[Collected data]
[Start of section]

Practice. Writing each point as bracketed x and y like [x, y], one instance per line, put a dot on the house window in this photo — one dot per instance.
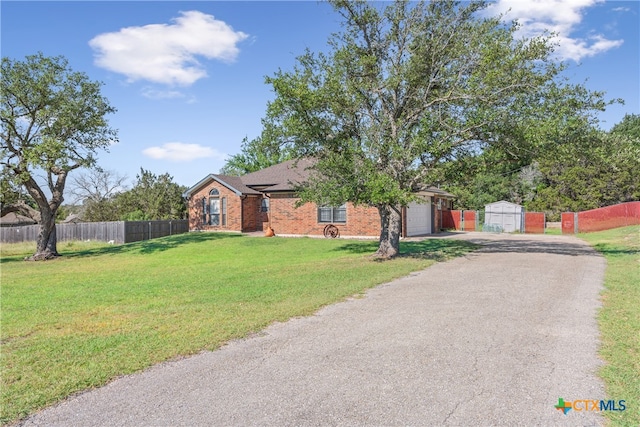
[332, 214]
[214, 207]
[224, 211]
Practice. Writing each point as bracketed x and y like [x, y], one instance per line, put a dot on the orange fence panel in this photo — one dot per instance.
[534, 222]
[609, 217]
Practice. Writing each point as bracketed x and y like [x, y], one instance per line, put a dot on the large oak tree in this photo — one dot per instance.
[53, 121]
[405, 88]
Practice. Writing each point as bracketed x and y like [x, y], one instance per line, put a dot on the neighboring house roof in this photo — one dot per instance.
[14, 219]
[279, 178]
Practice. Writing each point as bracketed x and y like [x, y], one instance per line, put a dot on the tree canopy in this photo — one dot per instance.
[405, 89]
[53, 121]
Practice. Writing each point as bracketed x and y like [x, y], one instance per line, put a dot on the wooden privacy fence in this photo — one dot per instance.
[116, 231]
[599, 219]
[460, 220]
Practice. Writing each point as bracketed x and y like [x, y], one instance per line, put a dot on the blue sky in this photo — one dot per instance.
[187, 78]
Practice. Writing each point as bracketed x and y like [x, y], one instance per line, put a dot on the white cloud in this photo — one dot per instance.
[181, 152]
[152, 93]
[167, 53]
[561, 17]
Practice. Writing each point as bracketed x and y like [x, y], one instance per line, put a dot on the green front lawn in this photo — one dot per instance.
[619, 319]
[103, 311]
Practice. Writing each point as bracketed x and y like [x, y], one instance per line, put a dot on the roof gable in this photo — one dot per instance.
[233, 183]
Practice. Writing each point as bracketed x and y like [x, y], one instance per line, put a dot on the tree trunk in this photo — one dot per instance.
[46, 246]
[391, 227]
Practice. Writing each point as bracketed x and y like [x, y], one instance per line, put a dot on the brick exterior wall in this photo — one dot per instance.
[287, 219]
[254, 219]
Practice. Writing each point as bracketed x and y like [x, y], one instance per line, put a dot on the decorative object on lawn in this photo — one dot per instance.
[331, 231]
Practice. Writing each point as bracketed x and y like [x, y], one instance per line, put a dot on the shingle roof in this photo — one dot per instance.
[281, 177]
[235, 183]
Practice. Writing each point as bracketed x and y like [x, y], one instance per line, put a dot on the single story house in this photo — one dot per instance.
[267, 198]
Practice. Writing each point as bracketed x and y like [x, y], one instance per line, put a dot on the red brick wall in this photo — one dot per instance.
[252, 220]
[568, 224]
[287, 219]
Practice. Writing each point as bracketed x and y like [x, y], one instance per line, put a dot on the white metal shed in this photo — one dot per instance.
[503, 216]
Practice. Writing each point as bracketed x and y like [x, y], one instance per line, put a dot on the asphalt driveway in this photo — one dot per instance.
[492, 338]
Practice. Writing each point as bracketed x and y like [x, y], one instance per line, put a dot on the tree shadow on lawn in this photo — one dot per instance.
[160, 244]
[435, 249]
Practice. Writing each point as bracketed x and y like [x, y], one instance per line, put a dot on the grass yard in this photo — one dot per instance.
[101, 311]
[619, 319]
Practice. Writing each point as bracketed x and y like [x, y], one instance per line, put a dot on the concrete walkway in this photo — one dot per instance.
[493, 338]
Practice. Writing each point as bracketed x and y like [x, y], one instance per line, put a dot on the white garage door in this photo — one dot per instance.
[418, 219]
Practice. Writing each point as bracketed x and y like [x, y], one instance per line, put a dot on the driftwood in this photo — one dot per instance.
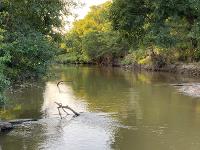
[9, 125]
[62, 82]
[60, 106]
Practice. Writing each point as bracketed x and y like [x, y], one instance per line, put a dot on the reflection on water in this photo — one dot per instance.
[120, 110]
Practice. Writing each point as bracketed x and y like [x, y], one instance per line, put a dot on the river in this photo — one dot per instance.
[120, 110]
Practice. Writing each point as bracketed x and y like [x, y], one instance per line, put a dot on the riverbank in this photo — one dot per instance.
[190, 69]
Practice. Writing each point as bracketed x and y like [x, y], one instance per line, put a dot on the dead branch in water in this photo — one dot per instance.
[60, 91]
[60, 106]
[62, 82]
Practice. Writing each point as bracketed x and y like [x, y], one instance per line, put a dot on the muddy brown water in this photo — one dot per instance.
[121, 110]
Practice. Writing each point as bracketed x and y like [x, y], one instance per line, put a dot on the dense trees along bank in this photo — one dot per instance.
[29, 37]
[155, 32]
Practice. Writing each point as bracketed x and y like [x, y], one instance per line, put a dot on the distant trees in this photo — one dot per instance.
[162, 26]
[92, 40]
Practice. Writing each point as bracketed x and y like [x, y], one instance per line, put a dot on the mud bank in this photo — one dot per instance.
[192, 69]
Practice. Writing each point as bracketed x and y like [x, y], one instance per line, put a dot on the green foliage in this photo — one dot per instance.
[30, 55]
[91, 40]
[29, 37]
[159, 23]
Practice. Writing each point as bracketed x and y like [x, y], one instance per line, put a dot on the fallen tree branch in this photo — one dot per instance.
[60, 106]
[62, 82]
[9, 125]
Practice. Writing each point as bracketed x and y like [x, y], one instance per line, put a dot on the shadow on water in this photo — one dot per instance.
[121, 110]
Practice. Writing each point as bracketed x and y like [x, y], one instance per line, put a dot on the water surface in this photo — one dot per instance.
[120, 110]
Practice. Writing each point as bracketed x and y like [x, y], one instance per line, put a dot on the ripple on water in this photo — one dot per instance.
[82, 132]
[190, 89]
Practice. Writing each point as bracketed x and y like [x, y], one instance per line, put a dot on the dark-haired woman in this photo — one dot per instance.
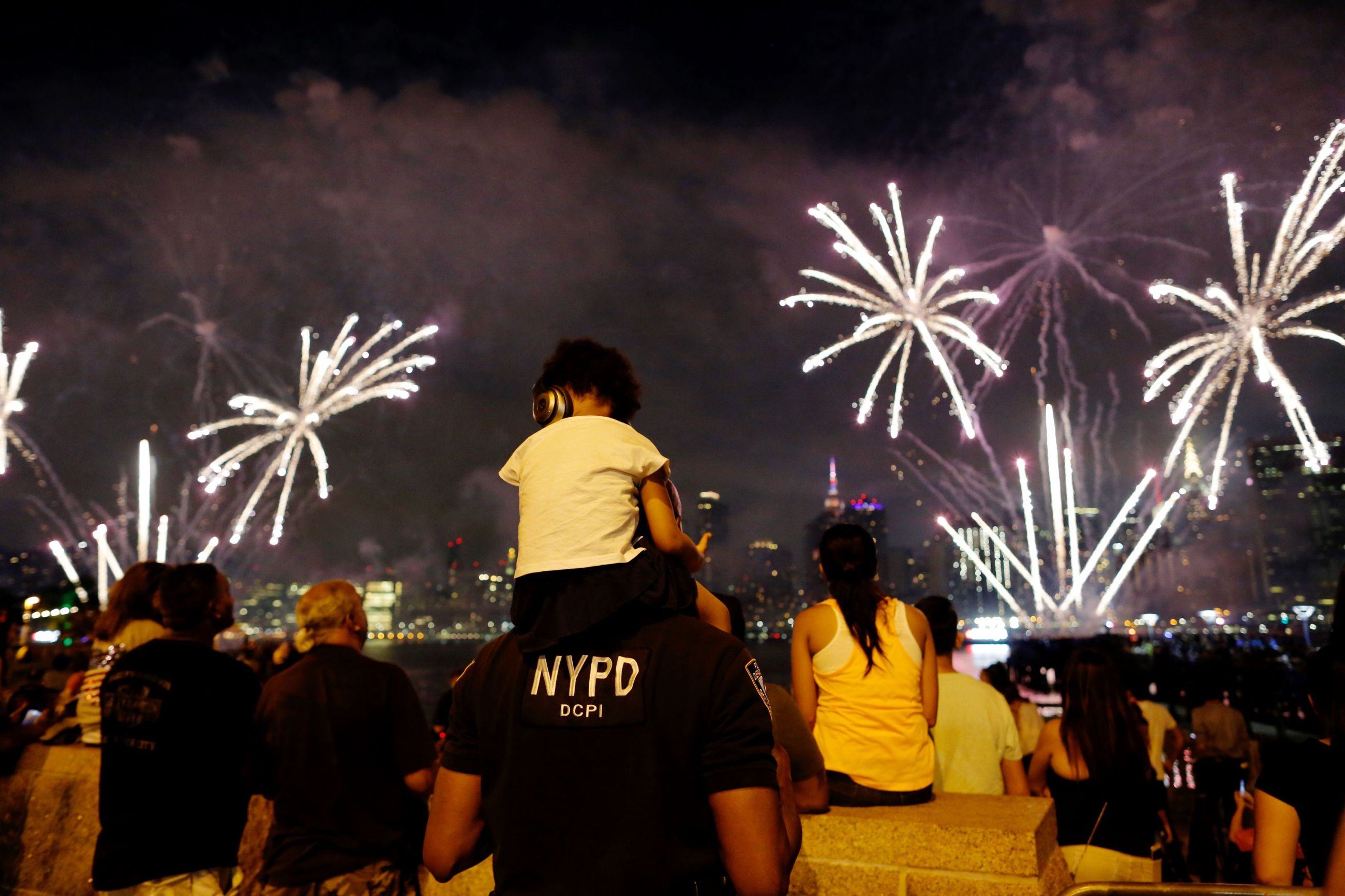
[1301, 794]
[128, 622]
[865, 680]
[1094, 762]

[End of section]

■ Exercise description ■
Please transcribe exactly the lines from the one containing "on the dark-haired" through the final line of the data, including both, and nothing else. Pictures are to be left out.

■ Result for this exercise ■
Practice. Writing each point as bracketed x and y like [x, y], one instance per line, put a dot on the dark-haired woman in this photo — one dot per instance.
[1301, 794]
[128, 622]
[865, 680]
[1094, 762]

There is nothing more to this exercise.